**MATERIAL PROVIDED:**
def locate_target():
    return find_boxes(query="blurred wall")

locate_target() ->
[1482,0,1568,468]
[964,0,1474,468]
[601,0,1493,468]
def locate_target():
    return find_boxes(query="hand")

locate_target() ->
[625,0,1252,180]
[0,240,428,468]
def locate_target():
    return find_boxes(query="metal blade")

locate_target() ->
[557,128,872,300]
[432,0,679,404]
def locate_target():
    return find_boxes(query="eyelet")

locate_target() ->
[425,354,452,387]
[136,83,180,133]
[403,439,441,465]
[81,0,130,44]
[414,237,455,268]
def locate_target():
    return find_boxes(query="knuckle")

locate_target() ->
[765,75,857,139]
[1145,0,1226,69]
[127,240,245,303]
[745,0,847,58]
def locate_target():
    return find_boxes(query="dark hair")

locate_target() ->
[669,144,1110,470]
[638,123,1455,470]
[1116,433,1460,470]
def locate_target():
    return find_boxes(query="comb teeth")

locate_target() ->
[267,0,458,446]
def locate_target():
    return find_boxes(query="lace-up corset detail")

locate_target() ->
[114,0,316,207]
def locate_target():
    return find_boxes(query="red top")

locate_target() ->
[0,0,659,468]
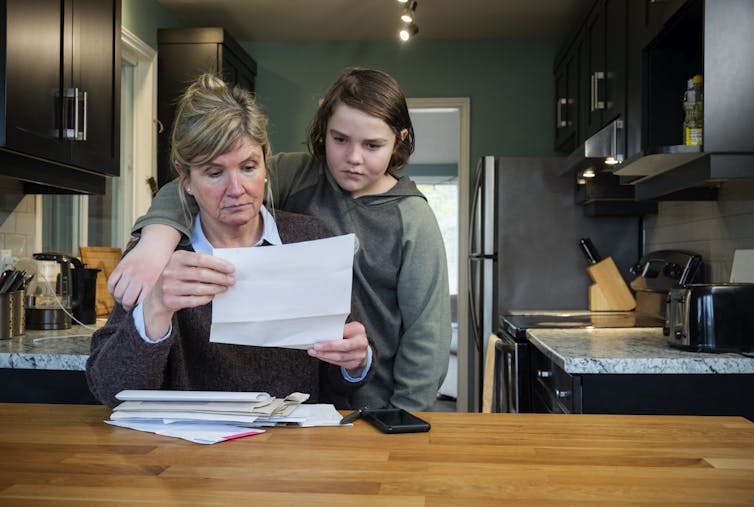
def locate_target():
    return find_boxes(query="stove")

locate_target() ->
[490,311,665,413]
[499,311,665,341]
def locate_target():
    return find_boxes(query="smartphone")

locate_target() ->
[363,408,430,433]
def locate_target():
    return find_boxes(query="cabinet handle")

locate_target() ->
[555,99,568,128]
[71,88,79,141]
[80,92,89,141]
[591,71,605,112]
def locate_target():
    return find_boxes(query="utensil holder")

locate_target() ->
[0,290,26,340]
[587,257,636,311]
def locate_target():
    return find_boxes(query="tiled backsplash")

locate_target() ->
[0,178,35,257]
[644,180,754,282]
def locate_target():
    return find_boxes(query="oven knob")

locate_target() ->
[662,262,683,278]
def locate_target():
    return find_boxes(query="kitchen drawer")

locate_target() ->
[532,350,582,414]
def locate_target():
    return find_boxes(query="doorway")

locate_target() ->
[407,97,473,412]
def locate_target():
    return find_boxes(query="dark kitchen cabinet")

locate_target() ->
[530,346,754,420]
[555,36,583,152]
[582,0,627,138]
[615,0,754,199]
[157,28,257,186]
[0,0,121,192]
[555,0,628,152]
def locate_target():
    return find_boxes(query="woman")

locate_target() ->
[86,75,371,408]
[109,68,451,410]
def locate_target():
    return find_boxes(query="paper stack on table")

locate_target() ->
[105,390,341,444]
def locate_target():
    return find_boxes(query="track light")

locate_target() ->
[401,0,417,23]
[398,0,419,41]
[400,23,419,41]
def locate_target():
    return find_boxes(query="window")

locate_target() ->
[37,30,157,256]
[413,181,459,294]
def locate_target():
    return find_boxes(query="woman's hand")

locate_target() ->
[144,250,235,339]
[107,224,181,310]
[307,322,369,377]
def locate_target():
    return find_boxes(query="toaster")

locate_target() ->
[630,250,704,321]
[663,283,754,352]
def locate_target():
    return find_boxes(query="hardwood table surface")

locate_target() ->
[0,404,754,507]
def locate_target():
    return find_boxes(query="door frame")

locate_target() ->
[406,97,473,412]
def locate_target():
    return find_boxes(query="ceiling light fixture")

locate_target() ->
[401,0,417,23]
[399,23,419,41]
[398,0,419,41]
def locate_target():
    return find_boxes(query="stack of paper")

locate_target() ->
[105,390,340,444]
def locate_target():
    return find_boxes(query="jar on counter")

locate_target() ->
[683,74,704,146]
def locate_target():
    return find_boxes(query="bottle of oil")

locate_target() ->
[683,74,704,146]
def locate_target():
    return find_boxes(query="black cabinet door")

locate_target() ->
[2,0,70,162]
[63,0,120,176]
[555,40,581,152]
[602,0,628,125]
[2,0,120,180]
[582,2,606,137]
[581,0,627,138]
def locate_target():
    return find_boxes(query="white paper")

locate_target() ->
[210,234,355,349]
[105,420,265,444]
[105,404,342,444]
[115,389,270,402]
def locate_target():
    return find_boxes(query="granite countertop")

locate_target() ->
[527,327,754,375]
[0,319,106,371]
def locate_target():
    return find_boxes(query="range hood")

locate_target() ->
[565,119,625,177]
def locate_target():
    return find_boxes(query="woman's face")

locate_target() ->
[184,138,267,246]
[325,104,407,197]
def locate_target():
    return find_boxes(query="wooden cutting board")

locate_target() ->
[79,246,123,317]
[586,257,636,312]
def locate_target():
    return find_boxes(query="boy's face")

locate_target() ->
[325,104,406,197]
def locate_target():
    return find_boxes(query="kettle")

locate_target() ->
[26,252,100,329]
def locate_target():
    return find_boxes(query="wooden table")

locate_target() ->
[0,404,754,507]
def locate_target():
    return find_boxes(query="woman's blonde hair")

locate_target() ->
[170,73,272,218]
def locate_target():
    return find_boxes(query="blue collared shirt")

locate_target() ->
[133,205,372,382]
...
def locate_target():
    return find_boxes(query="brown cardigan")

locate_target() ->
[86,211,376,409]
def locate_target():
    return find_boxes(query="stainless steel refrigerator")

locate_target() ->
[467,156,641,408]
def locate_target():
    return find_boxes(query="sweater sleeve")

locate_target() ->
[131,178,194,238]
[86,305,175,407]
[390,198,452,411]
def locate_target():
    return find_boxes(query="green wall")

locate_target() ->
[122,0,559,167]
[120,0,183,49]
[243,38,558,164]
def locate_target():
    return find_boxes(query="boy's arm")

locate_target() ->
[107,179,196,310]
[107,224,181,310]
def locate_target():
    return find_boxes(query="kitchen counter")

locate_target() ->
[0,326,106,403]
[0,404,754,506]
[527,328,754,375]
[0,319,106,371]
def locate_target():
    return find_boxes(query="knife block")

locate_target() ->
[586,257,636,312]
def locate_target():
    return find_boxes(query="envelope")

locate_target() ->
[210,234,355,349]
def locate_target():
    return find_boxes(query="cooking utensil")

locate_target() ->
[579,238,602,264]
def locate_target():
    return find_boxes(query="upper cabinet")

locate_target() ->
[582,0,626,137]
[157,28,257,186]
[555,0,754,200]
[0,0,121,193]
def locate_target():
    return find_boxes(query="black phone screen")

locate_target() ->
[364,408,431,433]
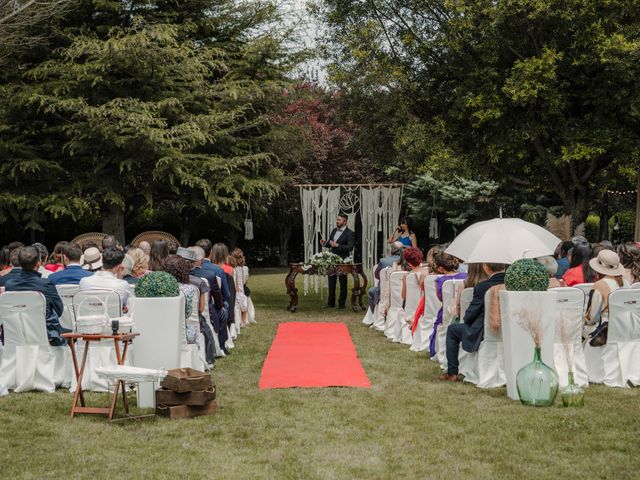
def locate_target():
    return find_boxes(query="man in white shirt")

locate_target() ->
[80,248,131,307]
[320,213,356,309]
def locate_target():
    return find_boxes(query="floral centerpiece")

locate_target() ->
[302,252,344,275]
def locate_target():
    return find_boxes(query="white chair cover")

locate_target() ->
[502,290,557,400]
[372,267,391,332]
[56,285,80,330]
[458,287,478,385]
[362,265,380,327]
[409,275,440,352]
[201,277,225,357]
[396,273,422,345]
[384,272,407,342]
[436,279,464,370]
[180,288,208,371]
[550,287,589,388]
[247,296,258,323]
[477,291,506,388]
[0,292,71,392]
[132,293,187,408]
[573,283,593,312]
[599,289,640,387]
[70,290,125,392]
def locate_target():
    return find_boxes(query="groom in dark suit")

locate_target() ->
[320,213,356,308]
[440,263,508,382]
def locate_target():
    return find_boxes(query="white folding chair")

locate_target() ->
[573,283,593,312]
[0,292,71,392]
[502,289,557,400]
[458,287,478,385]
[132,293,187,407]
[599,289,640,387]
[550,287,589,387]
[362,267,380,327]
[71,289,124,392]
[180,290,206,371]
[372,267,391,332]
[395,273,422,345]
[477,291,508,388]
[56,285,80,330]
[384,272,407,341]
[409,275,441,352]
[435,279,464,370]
...
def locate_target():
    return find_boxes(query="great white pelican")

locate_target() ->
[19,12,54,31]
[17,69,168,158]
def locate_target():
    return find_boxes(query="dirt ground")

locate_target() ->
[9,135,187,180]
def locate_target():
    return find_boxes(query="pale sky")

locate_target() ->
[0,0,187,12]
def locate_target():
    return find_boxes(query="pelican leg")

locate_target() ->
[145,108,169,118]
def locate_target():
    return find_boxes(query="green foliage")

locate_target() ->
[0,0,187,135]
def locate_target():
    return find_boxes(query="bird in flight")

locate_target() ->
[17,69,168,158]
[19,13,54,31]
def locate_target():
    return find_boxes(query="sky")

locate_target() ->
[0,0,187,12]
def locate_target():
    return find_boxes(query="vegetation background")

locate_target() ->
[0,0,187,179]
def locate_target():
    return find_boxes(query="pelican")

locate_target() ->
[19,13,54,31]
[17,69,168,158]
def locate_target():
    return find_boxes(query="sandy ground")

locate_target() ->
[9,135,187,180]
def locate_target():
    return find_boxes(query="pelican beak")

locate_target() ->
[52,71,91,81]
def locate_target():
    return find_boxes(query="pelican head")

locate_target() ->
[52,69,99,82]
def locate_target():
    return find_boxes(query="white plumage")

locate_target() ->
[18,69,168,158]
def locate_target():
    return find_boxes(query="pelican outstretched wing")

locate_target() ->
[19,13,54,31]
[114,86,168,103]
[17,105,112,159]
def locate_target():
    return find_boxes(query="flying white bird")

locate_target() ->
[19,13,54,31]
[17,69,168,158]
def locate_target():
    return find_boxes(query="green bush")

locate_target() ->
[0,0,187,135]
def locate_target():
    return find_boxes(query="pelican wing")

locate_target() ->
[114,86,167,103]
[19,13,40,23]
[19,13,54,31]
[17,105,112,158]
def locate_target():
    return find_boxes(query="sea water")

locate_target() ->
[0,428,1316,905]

**SHORT TASK:** Please pick out every row above that contains the word "shirt" and copy each one in full. Treat uppercase and lowercase as different.

**SOLUTION:**
    return find_boxes(query="blue collared shirt")
    return find_boxes(query="man in white shirt")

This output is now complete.